Signs of distress in financial markets are gathering force as concern over the state of the global economy deepens.

European stocks are down for a sixth day and the cost of protecting European banks’ and insurers’ senior debt is on its worst run since March 2013. In addition, yields on bonds for Europe’s most-indebted countries are rising, while the rate on Germany’s 10-year bunds are at the lowest since April. Oil is lower for a third day and nickel is trading at its weakest level since 2003 as supply exceeds slowing demand. Futures point to declines in U.S. shares amid a retreat in emerging markets.

“Investors can’t make up their minds about the global economy, but the risk of recession and deflation is rising,” said Francois Savary, the chief investment officer of Prime Partners SA, a Geneva-based investment manager. “It’s not enough that valuations have receded quite significantly and earnings haven’t been too bad — sentiment is very low and there isn’t much visibility right now. That’s frightening.”

(Some records)
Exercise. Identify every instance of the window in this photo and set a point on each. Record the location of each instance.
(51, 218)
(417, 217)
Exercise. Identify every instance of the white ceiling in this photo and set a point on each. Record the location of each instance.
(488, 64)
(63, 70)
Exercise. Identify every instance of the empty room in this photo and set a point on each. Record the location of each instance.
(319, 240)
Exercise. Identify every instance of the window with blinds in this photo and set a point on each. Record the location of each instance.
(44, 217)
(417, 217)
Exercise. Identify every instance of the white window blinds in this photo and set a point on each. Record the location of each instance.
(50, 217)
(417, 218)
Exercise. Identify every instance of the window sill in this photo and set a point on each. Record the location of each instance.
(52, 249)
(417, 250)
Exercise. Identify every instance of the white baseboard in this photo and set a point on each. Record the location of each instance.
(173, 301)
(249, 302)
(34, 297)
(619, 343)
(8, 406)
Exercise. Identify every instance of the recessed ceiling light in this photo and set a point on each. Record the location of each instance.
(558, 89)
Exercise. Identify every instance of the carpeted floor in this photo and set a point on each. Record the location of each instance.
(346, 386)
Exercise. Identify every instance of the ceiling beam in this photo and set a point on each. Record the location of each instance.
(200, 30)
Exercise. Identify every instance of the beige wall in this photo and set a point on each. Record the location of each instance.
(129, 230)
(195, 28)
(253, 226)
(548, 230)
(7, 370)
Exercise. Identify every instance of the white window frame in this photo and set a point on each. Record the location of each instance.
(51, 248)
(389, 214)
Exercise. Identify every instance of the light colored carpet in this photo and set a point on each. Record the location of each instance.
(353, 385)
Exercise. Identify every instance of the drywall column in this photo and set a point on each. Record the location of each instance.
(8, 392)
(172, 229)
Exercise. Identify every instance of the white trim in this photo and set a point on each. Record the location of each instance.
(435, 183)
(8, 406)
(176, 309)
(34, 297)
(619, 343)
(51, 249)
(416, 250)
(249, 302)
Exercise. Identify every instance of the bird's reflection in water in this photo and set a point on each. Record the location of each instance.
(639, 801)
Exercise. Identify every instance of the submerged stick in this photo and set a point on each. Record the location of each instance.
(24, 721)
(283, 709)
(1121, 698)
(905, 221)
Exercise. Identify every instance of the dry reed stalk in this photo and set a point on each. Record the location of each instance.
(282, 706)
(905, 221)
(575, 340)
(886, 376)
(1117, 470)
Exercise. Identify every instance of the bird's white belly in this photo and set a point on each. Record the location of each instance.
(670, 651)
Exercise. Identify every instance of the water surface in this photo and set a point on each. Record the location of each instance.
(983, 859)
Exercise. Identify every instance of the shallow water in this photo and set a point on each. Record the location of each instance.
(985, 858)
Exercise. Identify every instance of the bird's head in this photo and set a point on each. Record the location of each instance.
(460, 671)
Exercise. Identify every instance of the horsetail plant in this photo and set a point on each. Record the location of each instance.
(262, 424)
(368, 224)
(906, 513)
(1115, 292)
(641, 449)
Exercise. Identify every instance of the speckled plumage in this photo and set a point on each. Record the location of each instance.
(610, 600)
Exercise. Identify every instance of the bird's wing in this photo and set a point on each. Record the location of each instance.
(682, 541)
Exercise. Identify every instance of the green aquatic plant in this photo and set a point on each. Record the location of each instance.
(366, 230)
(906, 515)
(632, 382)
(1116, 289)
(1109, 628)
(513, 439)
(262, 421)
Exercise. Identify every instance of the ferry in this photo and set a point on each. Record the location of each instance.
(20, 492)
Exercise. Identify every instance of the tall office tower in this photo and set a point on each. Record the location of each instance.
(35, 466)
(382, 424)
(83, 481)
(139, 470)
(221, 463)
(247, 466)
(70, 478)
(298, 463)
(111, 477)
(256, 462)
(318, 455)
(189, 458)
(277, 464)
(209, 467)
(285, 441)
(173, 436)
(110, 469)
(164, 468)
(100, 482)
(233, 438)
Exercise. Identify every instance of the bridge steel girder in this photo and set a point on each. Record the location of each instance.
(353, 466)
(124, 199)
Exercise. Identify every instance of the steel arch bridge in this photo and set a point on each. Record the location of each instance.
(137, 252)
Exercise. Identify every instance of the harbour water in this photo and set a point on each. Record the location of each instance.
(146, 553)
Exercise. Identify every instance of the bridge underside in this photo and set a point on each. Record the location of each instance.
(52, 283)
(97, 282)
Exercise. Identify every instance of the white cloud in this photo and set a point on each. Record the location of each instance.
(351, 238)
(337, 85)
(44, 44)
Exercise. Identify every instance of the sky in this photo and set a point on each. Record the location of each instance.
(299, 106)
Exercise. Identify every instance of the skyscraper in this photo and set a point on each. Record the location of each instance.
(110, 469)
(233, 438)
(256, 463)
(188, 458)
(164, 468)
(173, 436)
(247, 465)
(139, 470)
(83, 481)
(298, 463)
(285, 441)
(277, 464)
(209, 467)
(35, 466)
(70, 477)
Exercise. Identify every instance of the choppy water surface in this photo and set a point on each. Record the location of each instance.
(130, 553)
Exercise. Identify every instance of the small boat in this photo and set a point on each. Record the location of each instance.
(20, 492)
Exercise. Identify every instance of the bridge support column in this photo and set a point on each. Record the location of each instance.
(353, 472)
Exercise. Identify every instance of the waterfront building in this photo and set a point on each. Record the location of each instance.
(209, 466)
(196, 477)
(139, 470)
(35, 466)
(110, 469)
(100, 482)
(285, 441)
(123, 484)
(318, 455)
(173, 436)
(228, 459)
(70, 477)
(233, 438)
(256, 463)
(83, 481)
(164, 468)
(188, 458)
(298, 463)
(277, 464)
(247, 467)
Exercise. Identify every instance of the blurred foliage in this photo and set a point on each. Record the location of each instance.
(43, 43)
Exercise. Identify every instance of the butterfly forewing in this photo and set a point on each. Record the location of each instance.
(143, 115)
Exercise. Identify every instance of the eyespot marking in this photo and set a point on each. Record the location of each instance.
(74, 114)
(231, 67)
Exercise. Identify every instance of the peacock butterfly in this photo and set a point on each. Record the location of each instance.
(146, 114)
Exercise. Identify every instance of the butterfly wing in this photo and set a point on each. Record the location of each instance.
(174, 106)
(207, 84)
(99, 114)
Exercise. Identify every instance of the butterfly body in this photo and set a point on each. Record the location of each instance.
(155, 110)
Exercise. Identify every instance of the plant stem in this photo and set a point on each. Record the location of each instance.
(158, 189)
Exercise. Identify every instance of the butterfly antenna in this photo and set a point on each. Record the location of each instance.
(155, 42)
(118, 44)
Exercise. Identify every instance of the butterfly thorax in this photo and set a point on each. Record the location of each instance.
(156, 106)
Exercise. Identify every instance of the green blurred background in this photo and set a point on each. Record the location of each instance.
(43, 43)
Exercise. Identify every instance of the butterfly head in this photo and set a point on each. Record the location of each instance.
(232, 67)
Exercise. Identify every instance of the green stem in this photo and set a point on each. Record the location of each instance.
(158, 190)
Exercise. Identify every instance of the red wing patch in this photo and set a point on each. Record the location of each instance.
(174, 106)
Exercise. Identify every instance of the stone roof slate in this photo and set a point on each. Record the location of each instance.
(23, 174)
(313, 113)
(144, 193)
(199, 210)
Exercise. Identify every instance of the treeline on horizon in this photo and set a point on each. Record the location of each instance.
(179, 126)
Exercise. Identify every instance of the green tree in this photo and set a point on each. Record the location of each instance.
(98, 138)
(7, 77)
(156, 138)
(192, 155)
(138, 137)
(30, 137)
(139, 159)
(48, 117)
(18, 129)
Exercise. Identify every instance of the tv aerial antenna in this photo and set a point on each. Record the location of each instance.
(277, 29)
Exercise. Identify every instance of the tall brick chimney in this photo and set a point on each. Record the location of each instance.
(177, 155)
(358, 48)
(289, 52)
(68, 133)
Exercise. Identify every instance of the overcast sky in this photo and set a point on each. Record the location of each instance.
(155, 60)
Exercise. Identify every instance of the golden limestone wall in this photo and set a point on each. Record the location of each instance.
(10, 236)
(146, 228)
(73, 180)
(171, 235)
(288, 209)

Exercise tasks:
a – From the text on financial markets, reproduce the passage starting with "European stocks are" and going on through "in emerging markets.".
b – According to the text on financial markets, at what level is nickel trading?
Work only from the text about market distress.

Task-by-task answers:
a –
European stocks are down for a sixth day and the cost of protecting European banks’ and insurers’ senior debt is on its worst run since March 2013. In addition, yields on bonds for Europe’s most-indebted countries are rising, while the rate on Germany’s 10-year bunds are at the lowest since April. Oil is lower for a third day and nickel is trading at its weakest level since 2003 as supply exceeds slowing demand. Futures point to declines in U.S. shares amid a retreat in emerging markets.

b – Nickel is trading at its weakest level since 2003.